(Records drawn from a dataset)

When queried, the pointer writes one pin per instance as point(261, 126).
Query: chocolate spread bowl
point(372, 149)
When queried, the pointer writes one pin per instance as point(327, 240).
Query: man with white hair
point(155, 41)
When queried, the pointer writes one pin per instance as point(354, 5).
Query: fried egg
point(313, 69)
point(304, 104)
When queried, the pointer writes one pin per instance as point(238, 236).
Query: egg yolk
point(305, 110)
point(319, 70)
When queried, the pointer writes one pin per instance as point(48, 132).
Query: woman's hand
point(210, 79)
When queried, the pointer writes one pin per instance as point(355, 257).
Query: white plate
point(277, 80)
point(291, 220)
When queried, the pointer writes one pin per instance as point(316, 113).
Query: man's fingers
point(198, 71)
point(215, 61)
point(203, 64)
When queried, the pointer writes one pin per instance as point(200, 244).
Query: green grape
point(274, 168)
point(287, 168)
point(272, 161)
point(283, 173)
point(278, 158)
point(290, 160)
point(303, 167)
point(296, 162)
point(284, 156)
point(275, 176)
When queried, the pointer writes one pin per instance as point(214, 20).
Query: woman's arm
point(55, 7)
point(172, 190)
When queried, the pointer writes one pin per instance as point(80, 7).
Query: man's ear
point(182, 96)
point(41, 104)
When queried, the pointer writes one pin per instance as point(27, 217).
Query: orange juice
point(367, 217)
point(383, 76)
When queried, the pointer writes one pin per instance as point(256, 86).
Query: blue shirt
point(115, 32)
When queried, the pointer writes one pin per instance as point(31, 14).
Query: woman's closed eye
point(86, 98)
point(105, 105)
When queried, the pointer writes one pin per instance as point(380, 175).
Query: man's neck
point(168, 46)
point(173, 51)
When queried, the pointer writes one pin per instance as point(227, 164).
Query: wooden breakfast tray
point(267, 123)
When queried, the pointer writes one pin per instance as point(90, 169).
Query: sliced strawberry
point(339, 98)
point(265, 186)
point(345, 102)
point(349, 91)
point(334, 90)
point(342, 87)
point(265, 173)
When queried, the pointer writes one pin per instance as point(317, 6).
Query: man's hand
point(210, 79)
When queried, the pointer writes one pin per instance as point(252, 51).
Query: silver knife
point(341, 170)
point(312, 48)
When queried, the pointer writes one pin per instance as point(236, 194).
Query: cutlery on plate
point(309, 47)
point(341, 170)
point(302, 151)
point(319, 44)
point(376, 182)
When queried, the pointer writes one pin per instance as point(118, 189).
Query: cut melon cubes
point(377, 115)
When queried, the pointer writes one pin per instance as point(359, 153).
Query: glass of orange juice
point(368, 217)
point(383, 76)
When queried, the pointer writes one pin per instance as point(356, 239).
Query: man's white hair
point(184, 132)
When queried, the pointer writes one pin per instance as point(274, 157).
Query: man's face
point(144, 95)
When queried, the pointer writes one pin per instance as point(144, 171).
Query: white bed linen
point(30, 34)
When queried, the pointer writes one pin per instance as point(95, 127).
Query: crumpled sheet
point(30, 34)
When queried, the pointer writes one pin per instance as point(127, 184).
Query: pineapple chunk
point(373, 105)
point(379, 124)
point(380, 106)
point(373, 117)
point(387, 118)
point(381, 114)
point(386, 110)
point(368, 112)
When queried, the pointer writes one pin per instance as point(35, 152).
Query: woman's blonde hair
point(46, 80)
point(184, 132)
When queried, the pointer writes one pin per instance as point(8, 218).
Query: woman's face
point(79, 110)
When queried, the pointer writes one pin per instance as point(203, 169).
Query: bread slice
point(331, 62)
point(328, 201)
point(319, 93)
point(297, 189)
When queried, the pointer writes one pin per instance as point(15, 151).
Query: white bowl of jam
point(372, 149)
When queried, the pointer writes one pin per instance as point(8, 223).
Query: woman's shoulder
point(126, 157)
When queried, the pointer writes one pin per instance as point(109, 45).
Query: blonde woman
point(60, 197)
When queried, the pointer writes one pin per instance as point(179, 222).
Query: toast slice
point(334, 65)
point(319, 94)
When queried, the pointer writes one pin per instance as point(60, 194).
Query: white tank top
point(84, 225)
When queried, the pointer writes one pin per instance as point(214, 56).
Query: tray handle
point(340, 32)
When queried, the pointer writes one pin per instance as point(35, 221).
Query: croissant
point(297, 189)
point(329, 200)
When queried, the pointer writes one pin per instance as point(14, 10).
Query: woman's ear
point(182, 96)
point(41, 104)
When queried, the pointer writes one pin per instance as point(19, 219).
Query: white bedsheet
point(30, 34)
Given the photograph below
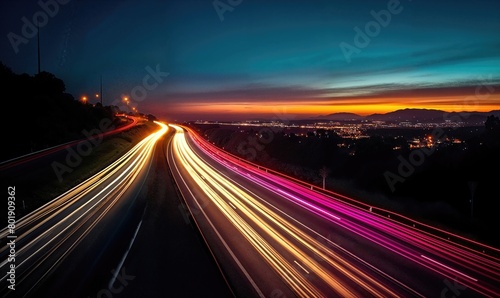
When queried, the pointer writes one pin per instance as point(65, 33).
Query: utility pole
point(38, 43)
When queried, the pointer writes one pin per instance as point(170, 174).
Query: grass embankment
point(106, 152)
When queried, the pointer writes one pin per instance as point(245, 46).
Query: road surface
point(274, 237)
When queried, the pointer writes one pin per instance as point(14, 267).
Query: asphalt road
point(115, 235)
point(277, 238)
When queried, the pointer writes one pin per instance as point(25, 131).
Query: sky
point(241, 59)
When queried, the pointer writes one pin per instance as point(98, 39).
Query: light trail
point(475, 270)
point(47, 235)
point(275, 237)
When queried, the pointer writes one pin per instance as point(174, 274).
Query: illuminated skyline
point(264, 58)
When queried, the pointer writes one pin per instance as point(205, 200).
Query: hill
point(39, 114)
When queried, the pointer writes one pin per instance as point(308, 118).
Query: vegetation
point(39, 114)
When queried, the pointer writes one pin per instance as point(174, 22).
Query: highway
point(274, 237)
point(62, 248)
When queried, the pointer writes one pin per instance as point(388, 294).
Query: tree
point(323, 172)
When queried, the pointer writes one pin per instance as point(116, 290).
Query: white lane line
point(115, 275)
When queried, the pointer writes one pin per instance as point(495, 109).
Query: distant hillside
point(38, 113)
point(415, 115)
point(342, 117)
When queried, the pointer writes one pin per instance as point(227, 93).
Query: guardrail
point(393, 216)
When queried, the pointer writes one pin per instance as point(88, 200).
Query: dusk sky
point(242, 59)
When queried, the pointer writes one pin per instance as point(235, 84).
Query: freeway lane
point(106, 131)
point(341, 250)
point(82, 225)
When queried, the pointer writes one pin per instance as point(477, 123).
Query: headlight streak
point(384, 229)
point(110, 184)
point(240, 200)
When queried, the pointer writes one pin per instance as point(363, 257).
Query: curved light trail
point(46, 236)
point(279, 219)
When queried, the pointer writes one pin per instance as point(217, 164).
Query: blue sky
point(261, 54)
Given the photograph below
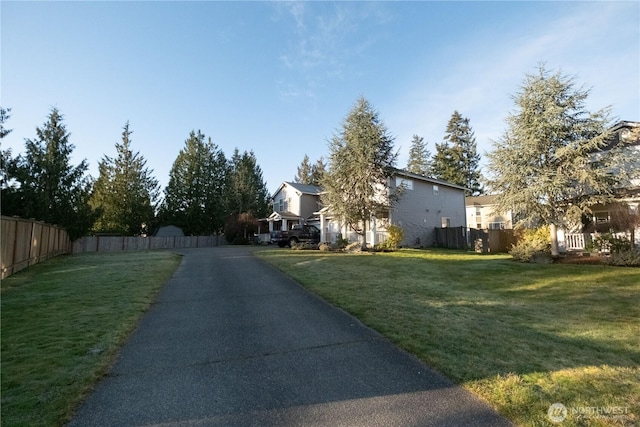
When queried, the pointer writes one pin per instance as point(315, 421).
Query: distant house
point(293, 203)
point(622, 215)
point(426, 204)
point(482, 215)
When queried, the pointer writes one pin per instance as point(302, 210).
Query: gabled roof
point(282, 215)
point(412, 175)
point(480, 200)
point(313, 190)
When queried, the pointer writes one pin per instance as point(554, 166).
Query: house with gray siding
point(425, 204)
point(293, 203)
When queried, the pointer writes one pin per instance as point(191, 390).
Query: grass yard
point(520, 336)
point(62, 323)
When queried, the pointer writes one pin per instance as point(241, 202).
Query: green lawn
point(62, 324)
point(520, 336)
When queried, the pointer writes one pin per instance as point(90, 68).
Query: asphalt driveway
point(231, 341)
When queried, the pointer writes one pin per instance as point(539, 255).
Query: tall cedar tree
point(317, 171)
point(194, 199)
point(543, 166)
point(419, 157)
point(125, 193)
point(246, 191)
point(361, 162)
point(303, 175)
point(8, 167)
point(50, 189)
point(310, 174)
point(457, 160)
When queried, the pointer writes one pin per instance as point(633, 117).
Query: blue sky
point(278, 78)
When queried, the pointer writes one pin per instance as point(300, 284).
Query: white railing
point(574, 242)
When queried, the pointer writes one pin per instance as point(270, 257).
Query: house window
point(600, 217)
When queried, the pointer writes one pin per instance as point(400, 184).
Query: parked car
point(298, 234)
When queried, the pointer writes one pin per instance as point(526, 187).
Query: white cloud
point(599, 45)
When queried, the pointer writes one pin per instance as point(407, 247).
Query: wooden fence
point(131, 243)
point(451, 237)
point(28, 242)
point(491, 241)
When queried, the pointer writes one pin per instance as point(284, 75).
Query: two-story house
point(293, 203)
point(482, 215)
point(622, 216)
point(425, 204)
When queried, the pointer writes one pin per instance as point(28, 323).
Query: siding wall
point(420, 211)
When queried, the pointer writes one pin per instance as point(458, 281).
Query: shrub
point(608, 242)
point(534, 245)
point(353, 247)
point(629, 258)
point(341, 243)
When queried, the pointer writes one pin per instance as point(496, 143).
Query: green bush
point(608, 242)
point(341, 243)
point(534, 245)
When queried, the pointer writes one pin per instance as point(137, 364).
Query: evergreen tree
point(194, 198)
point(50, 188)
point(8, 167)
point(247, 192)
point(310, 174)
point(317, 172)
point(457, 160)
point(361, 161)
point(4, 116)
point(443, 166)
point(125, 193)
point(419, 157)
point(543, 167)
point(304, 171)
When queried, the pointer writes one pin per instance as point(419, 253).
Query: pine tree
point(457, 160)
point(304, 171)
point(50, 188)
point(318, 171)
point(361, 161)
point(419, 157)
point(195, 195)
point(8, 167)
point(247, 192)
point(125, 193)
point(443, 166)
point(543, 167)
point(310, 174)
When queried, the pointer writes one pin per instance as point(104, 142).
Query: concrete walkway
point(232, 341)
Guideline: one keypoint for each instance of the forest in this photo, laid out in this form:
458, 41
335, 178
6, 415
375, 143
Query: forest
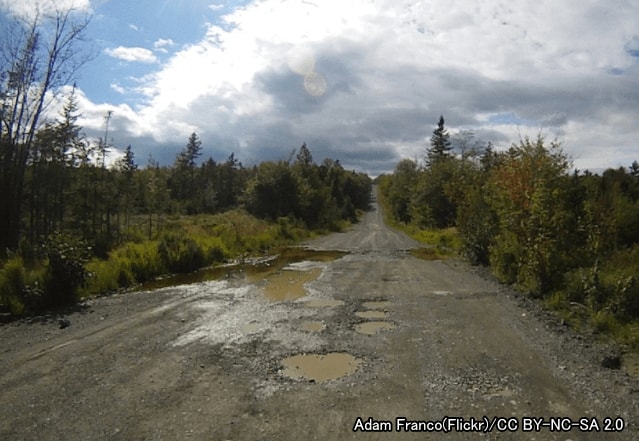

TASK GOAL: With the pictures omitted, copy the entries above exactly from the line containing "as point(174, 22)." through the line containing "as point(302, 210).", both lines included.

RESULT:
When queried, the pointer writes one pin per instance as point(174, 22).
Query: highway
point(274, 237)
point(62, 248)
When queried, the pointer writes one pin per instance as point(388, 294).
Query: tree
point(323, 172)
When queried, the pointer writes one pin per instance as point(116, 290).
Query: white lane line
point(115, 275)
When queried, the pointer writes one pin per instance as point(495, 109).
Query: distant hillside
point(38, 113)
point(415, 115)
point(342, 117)
When queried, the pointer writes one pin per instance as point(227, 93).
Query: guardrail
point(393, 216)
When queried, the pointer writes one pin per instance as point(88, 200).
Query: dusk sky
point(242, 59)
When queried, the pointer writes one pin per instance as point(235, 84).
Query: freeway lane
point(106, 131)
point(341, 250)
point(82, 225)
When queried, the pointer writes one pin per instance as point(477, 123).
Query: headlight streak
point(384, 229)
point(110, 184)
point(240, 200)
When queried, the pointer writes one pin per instance as point(363, 257).
Query: curved light trail
point(46, 236)
point(279, 219)
When queried, the pointer writes one pin per instance as point(217, 164).
Query: blue sky
point(261, 54)
Given the photograph below
When queried, the pointer writes one pin per instance as point(315, 421).
Query: distant house
point(293, 203)
point(622, 215)
point(426, 204)
point(482, 215)
When queried, the pointer writes one pin per instance as point(302, 210).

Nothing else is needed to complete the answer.